Task prompt :: Set down each record exactly. Omit the pictures.

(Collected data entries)

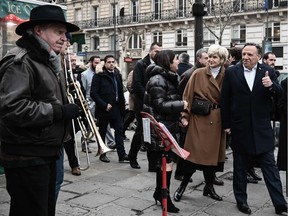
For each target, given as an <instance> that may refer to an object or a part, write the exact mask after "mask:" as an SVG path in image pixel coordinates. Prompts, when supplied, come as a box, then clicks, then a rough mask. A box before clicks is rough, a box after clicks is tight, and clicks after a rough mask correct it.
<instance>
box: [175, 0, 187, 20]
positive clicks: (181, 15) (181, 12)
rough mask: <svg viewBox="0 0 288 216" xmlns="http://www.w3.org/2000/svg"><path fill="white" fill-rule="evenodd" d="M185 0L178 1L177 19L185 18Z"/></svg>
mask: <svg viewBox="0 0 288 216" xmlns="http://www.w3.org/2000/svg"><path fill="white" fill-rule="evenodd" d="M186 7H187V5H186V0H178V14H177V15H178V17H185V14H186V10H187V8H186Z"/></svg>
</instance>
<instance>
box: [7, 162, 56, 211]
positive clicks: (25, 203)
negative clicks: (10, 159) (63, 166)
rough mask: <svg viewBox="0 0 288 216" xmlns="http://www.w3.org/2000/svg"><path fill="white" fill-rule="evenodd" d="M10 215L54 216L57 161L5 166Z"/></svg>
mask: <svg viewBox="0 0 288 216" xmlns="http://www.w3.org/2000/svg"><path fill="white" fill-rule="evenodd" d="M5 176H6V188H7V191H8V193H9V195H10V197H11V201H10V212H9V216H22V215H29V216H54V215H55V206H56V200H55V183H56V163H55V162H53V163H50V164H45V165H39V166H30V167H21V168H5Z"/></svg>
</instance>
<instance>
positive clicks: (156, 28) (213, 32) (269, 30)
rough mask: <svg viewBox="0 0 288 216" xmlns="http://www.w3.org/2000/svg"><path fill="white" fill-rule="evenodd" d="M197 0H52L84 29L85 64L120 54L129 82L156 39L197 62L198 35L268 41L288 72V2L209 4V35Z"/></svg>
mask: <svg viewBox="0 0 288 216" xmlns="http://www.w3.org/2000/svg"><path fill="white" fill-rule="evenodd" d="M1 1H2V0H1ZM9 1H10V0H9ZM45 1H46V2H47V0H45ZM195 2H196V3H198V2H201V1H197V0H196V1H195V0H192V1H191V0H50V3H59V4H61V5H65V6H66V9H67V11H66V15H67V20H68V21H69V22H73V23H75V24H77V25H79V27H80V28H81V32H79V33H77V35H73V38H75V41H77V42H78V43H74V44H73V47H74V51H75V52H77V53H78V55H79V56H82V57H83V60H84V61H85V60H87V59H89V57H90V56H92V55H99V56H100V57H101V58H104V56H106V55H107V54H112V55H114V56H116V58H117V60H118V62H119V66H120V68H121V70H122V73H123V75H124V78H125V75H126V74H127V73H128V72H129V71H130V70H132V68H133V66H134V64H135V63H136V62H137V60H138V59H140V58H142V57H144V56H145V55H146V54H147V53H148V51H149V47H150V44H151V43H152V42H154V41H158V42H160V43H162V45H163V48H164V49H172V50H174V51H175V52H176V53H178V54H179V53H181V52H187V53H188V54H189V55H190V59H191V62H192V63H193V59H194V53H195V35H197V34H202V37H203V40H202V41H201V42H200V43H201V46H203V47H209V45H211V44H214V43H219V44H221V45H223V46H225V47H227V48H229V47H231V46H239V47H242V46H243V45H244V44H245V43H246V42H255V43H258V44H262V43H263V41H267V42H266V43H265V44H267V45H268V46H267V47H268V49H269V48H270V49H272V51H273V52H274V53H275V54H276V56H277V61H276V66H277V69H278V70H280V71H282V70H286V71H288V21H287V11H288V9H287V2H288V0H285V1H284V0H266V2H268V3H267V5H265V4H264V3H263V2H265V0H261V1H260V0H203V1H202V2H203V3H204V4H205V7H204V12H205V14H204V16H203V32H202V31H201V32H199V31H197V30H196V31H195V17H194V16H193V13H192V9H193V5H194V3H195ZM265 47H266V46H265Z"/></svg>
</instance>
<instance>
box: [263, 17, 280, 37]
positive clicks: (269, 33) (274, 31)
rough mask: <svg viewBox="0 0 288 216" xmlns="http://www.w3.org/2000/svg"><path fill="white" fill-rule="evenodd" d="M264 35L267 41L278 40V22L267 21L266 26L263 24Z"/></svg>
mask: <svg viewBox="0 0 288 216" xmlns="http://www.w3.org/2000/svg"><path fill="white" fill-rule="evenodd" d="M265 37H268V40H269V41H272V42H273V41H280V23H278V22H277V23H268V28H266V26H265Z"/></svg>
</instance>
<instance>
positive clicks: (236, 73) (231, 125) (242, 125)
mask: <svg viewBox="0 0 288 216" xmlns="http://www.w3.org/2000/svg"><path fill="white" fill-rule="evenodd" d="M266 71H268V72H269V76H270V79H271V81H272V82H273V85H272V88H271V89H269V88H265V87H264V86H263V84H262V78H263V77H264V76H265V73H266ZM281 92H282V88H281V86H280V85H279V83H278V81H277V77H276V74H275V71H274V70H273V69H272V68H270V67H268V66H266V65H263V64H259V63H258V65H257V70H256V75H255V80H254V85H253V89H252V91H251V90H250V89H249V86H248V84H247V82H246V79H245V76H244V68H243V65H242V64H237V65H235V66H233V67H228V68H227V69H226V71H225V77H224V82H223V87H222V92H221V117H222V126H223V128H224V129H227V128H231V138H232V139H231V148H232V149H233V151H234V152H237V153H243V154H261V153H264V152H269V151H272V150H273V149H274V135H273V129H272V127H271V110H272V101H271V96H272V97H277V96H279V95H281Z"/></svg>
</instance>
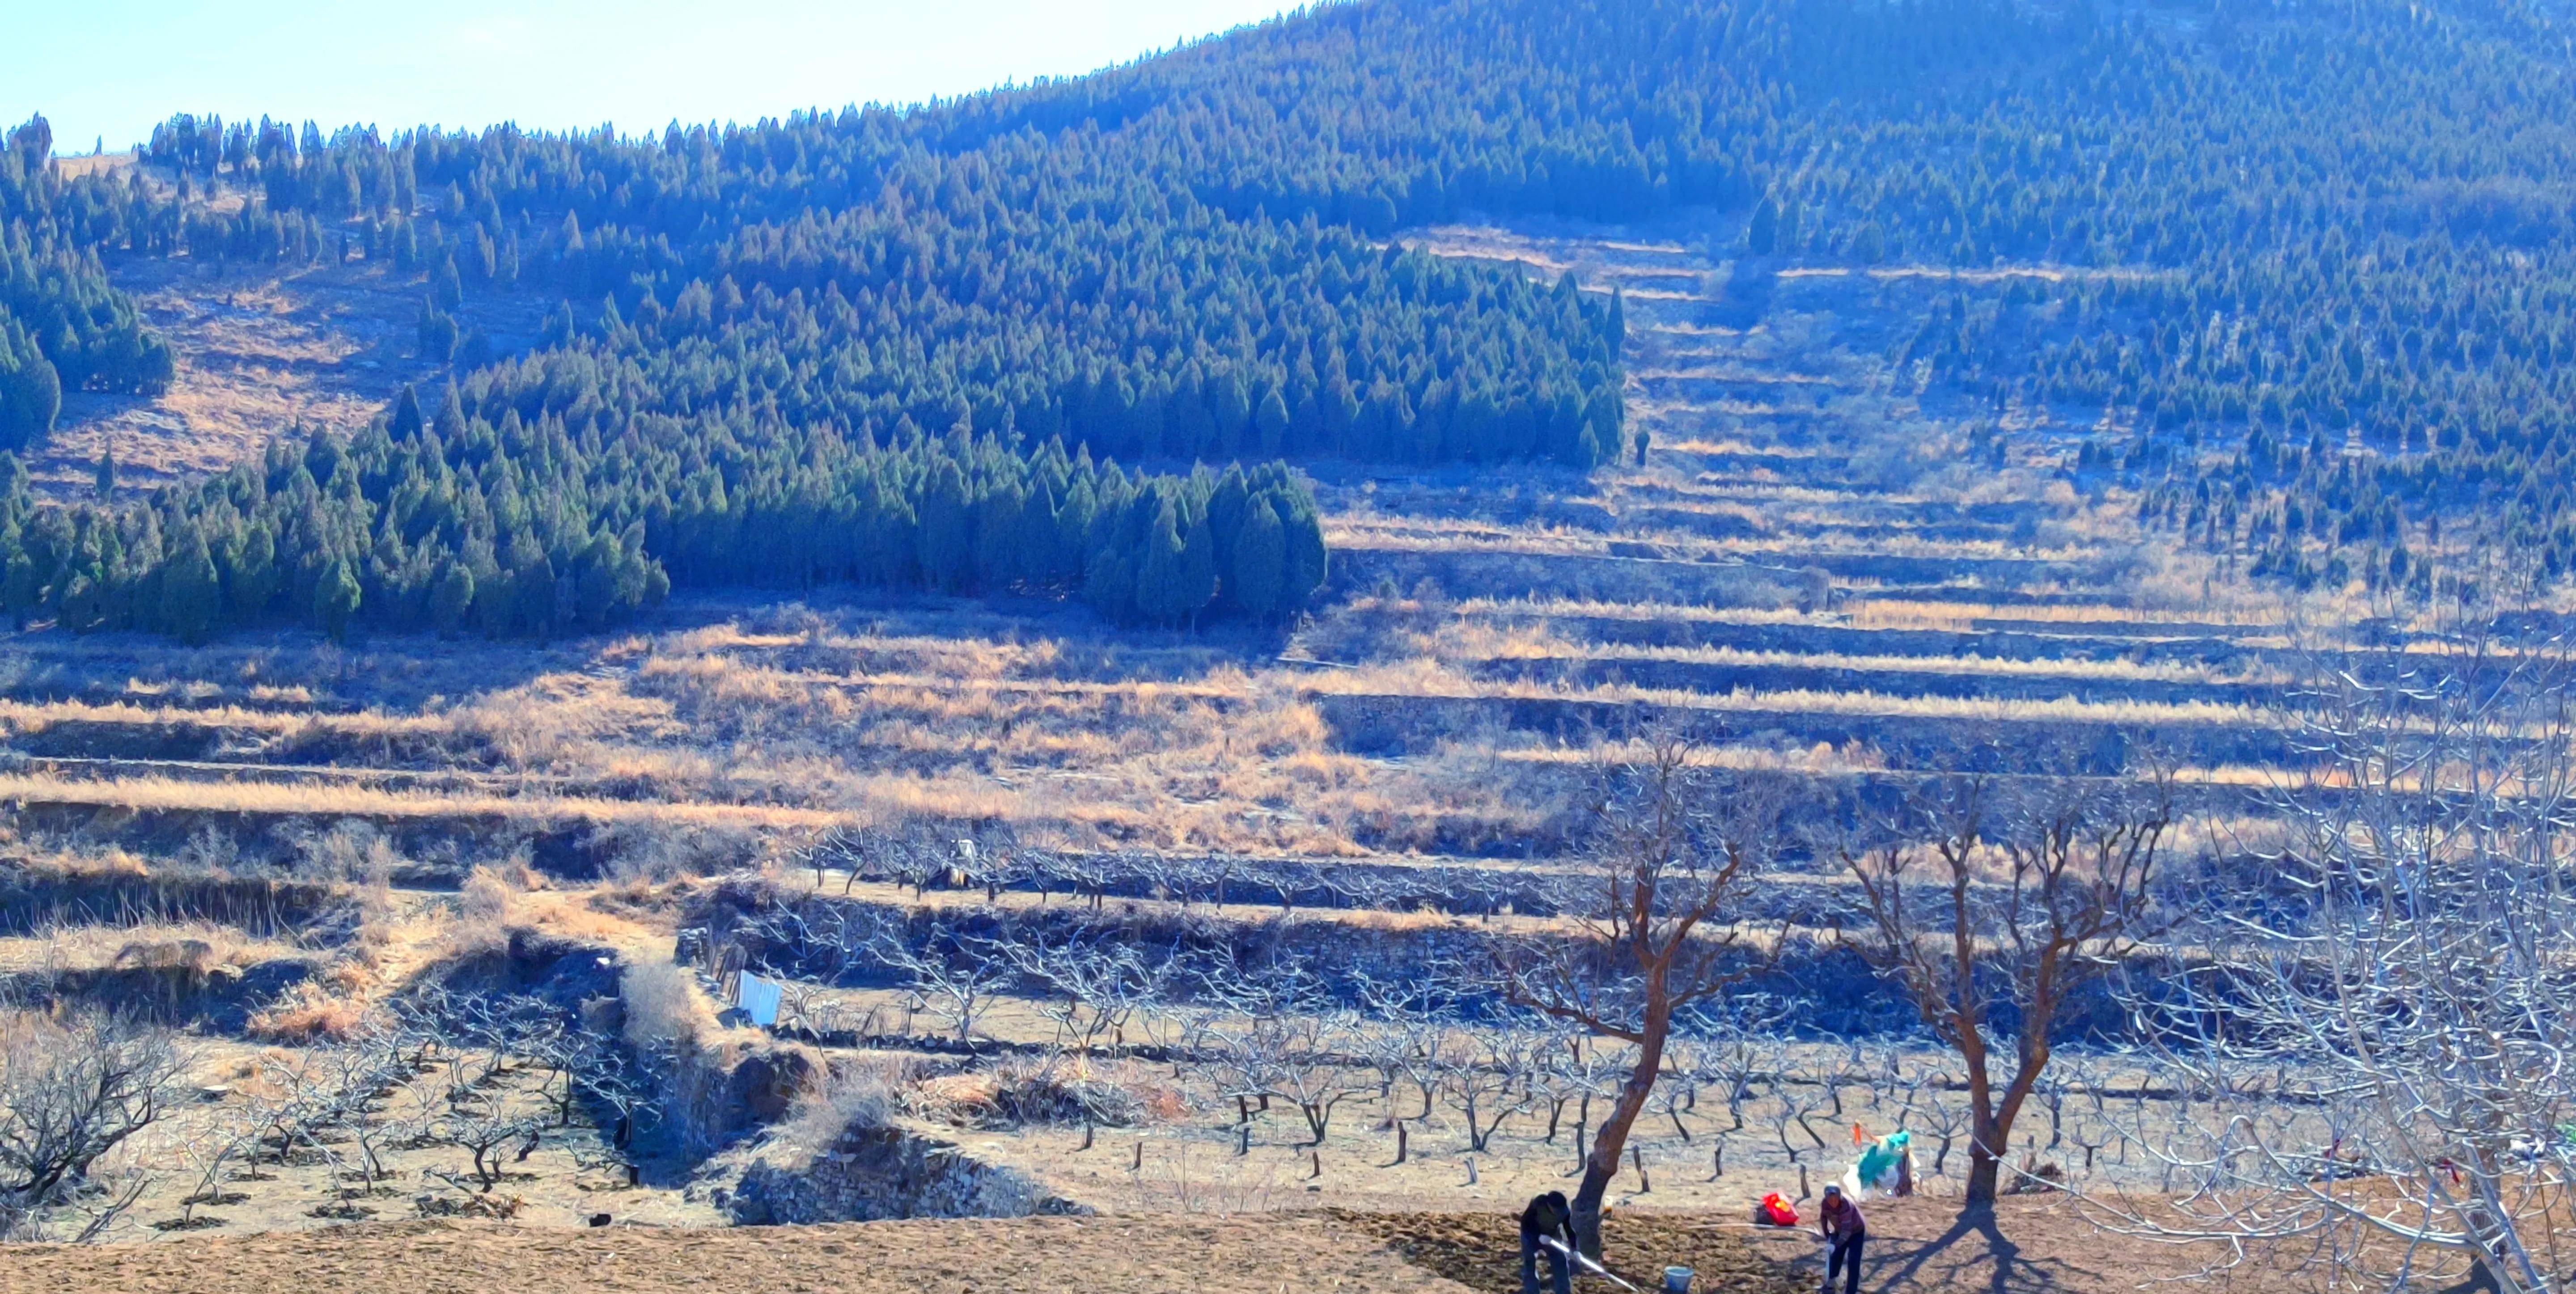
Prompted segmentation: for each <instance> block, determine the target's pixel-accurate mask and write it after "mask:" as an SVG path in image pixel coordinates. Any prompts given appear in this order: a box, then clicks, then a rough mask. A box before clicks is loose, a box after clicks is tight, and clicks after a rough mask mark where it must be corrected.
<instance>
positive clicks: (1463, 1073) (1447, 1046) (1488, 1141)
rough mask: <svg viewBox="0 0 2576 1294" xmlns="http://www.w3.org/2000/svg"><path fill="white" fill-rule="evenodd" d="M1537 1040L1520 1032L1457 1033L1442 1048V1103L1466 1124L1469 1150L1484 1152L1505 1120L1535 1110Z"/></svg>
mask: <svg viewBox="0 0 2576 1294" xmlns="http://www.w3.org/2000/svg"><path fill="white" fill-rule="evenodd" d="M1535 1041H1538V1039H1535V1036H1533V1034H1528V1031H1520V1028H1455V1031H1450V1036H1448V1039H1445V1041H1443V1047H1440V1049H1437V1054H1440V1098H1443V1101H1448V1106H1450V1108H1453V1111H1458V1119H1463V1121H1466V1144H1468V1150H1476V1152H1484V1150H1486V1144H1492V1139H1494V1132H1497V1129H1502V1121H1504V1119H1510V1116H1515V1114H1522V1111H1528V1108H1530V1083H1528V1075H1530V1062H1533V1049H1535Z"/></svg>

Expected answer ::
For each target, given as an <instance> that may refer to an object or a part, write the exact mask after "mask:" as an SVG path in image pixel coordinates. Prompts, when supplied, come as a box, then clicks, then a rough mask. A box before clicks is rough, a box after clicks is tight, and clicks after a rough mask correct it.
<instance>
box: [175, 0, 187, 20]
positive clicks: (181, 15) (181, 12)
rough mask: <svg viewBox="0 0 288 216" xmlns="http://www.w3.org/2000/svg"><path fill="white" fill-rule="evenodd" d="M185 0L178 1L177 19L185 18Z"/></svg>
mask: <svg viewBox="0 0 288 216" xmlns="http://www.w3.org/2000/svg"><path fill="white" fill-rule="evenodd" d="M186 7H187V5H186V0H178V14H177V15H178V17H185V14H186V10H187V8H186Z"/></svg>
</instance>
<instance>
box: [7, 162, 56, 211]
positive clicks: (25, 203)
negative clicks: (10, 159) (63, 166)
rough mask: <svg viewBox="0 0 288 216" xmlns="http://www.w3.org/2000/svg"><path fill="white" fill-rule="evenodd" d="M10 215L54 216L57 161L5 166Z"/></svg>
mask: <svg viewBox="0 0 288 216" xmlns="http://www.w3.org/2000/svg"><path fill="white" fill-rule="evenodd" d="M5 176H6V188H7V191H8V193H9V195H10V197H11V201H10V212H9V216H22V215H29V216H54V215H55V206H56V200H55V183H56V163H55V162H53V163H50V164H45V165H39V166H30V167H21V168H5Z"/></svg>
</instance>
<instance>
positive clicks: (156, 28) (213, 32) (269, 30)
rough mask: <svg viewBox="0 0 288 216" xmlns="http://www.w3.org/2000/svg"><path fill="white" fill-rule="evenodd" d="M197 0H52L84 29L85 64L120 54L129 82L156 39L197 62L198 35L268 41L288 72V2L209 4V35Z"/></svg>
mask: <svg viewBox="0 0 288 216" xmlns="http://www.w3.org/2000/svg"><path fill="white" fill-rule="evenodd" d="M1 1H2V0H1ZM9 1H10V0H9ZM45 1H46V2H47V0H45ZM195 2H196V3H198V2H201V1H197V0H196V1H195V0H192V1H191V0H50V3H59V4H61V5H65V6H66V9H67V11H66V15H67V20H68V21H69V22H73V23H75V24H77V25H79V27H80V28H81V32H79V33H77V35H73V38H75V41H77V42H78V43H74V44H73V47H74V51H75V52H77V53H78V55H79V56H82V57H83V60H84V61H85V60H87V59H89V57H90V56H92V55H99V56H100V57H101V58H104V56H106V55H107V54H112V55H114V56H116V58H117V60H118V62H119V66H120V68H121V70H122V73H123V75H124V78H125V75H126V74H127V73H128V72H129V71H130V70H132V68H133V66H134V64H135V63H136V62H137V60H138V59H140V58H142V57H144V56H145V55H146V54H147V53H148V51H149V47H150V44H151V43H152V42H154V41H158V42H160V43H162V45H163V48H164V49H172V50H174V51H175V52H176V53H178V54H179V53H181V52H187V53H188V54H189V55H190V59H191V62H192V63H193V59H194V53H195V35H197V34H202V37H203V40H202V41H201V42H200V43H201V46H203V47H209V45H211V44H214V43H219V44H221V45H223V46H225V47H227V48H229V47H231V46H239V47H242V46H243V45H244V44H245V43H246V42H255V43H258V44H262V43H263V41H267V42H266V43H265V44H267V45H268V46H267V47H268V49H269V48H270V49H272V51H273V52H274V53H275V54H276V56H277V61H276V66H277V69H278V70H280V71H282V70H286V71H288V21H287V11H288V9H287V2H288V0H285V1H284V0H266V2H268V3H267V5H265V4H264V3H263V2H265V0H261V1H260V0H203V1H202V2H203V3H204V4H205V7H204V12H205V14H204V16H203V32H202V31H201V32H199V31H197V30H196V31H195V17H194V16H193V13H192V9H193V5H194V3H195ZM265 47H266V46H265Z"/></svg>
</instance>
<instance>
box: [263, 17, 280, 37]
positive clicks: (269, 33) (274, 31)
rough mask: <svg viewBox="0 0 288 216" xmlns="http://www.w3.org/2000/svg"><path fill="white" fill-rule="evenodd" d="M264 35L267 41L278 40V22L267 21L266 26L263 24Z"/></svg>
mask: <svg viewBox="0 0 288 216" xmlns="http://www.w3.org/2000/svg"><path fill="white" fill-rule="evenodd" d="M265 37H268V40H269V41H272V42H273V41H280V23H278V22H277V23H268V28H266V26H265Z"/></svg>
</instance>
<instance>
positive clicks: (236, 73) (231, 125) (242, 125)
mask: <svg viewBox="0 0 288 216" xmlns="http://www.w3.org/2000/svg"><path fill="white" fill-rule="evenodd" d="M266 71H268V72H269V76H270V79H271V81H272V82H273V85H272V88H271V89H269V88H265V87H264V86H263V84H262V78H263V77H264V76H265V73H266ZM281 92H282V88H281V86H280V85H279V83H278V81H277V77H276V74H275V71H274V70H273V69H272V68H270V67H268V66H266V65H263V64H259V63H258V65H257V70H256V75H255V80H254V85H253V89H252V91H251V90H250V89H249V86H248V84H247V82H246V79H245V76H244V68H243V65H242V64H237V65H235V66H233V67H228V68H227V69H226V71H225V77H224V82H223V87H222V92H221V117H222V126H223V128H224V129H227V128H231V138H232V139H231V148H232V149H233V151H234V152H237V153H243V154H261V153H264V152H269V151H272V150H273V149H274V135H273V129H272V127H271V110H272V101H271V96H272V97H277V96H279V95H281Z"/></svg>
</instance>
Prompted segmentation: for each <instance> block, determine the target's pixel-accurate mask and write it after "mask:" as an SVG path in image pixel coordinates. Any prompts given appear in this order: a box, then clicks, then a rough mask. A box before clicks is loose, a box after clicks is tight, and clicks after a rough mask mark where it must be corrected.
<instance>
positive clicks: (1463, 1073) (1447, 1046) (1488, 1141)
rough mask: <svg viewBox="0 0 2576 1294" xmlns="http://www.w3.org/2000/svg"><path fill="white" fill-rule="evenodd" d="M1537 1040L1520 1032L1457 1033L1442 1048V1103L1466 1124L1469 1150L1484 1152L1505 1120L1535 1110Z"/></svg>
mask: <svg viewBox="0 0 2576 1294" xmlns="http://www.w3.org/2000/svg"><path fill="white" fill-rule="evenodd" d="M1535 1041H1538V1039H1535V1036H1533V1034H1528V1031H1520V1028H1455V1031H1450V1036H1448V1039H1445V1041H1443V1047H1440V1049H1437V1054H1440V1098H1443V1101H1448V1106H1450V1108H1453V1111H1458V1119H1463V1121H1466V1144H1468V1150H1476V1152H1484V1150H1486V1144H1492V1139H1494V1132H1497V1129H1502V1121H1504V1119H1510V1116H1515V1114H1522V1111H1528V1108H1530V1083H1528V1075H1530V1062H1533V1049H1535Z"/></svg>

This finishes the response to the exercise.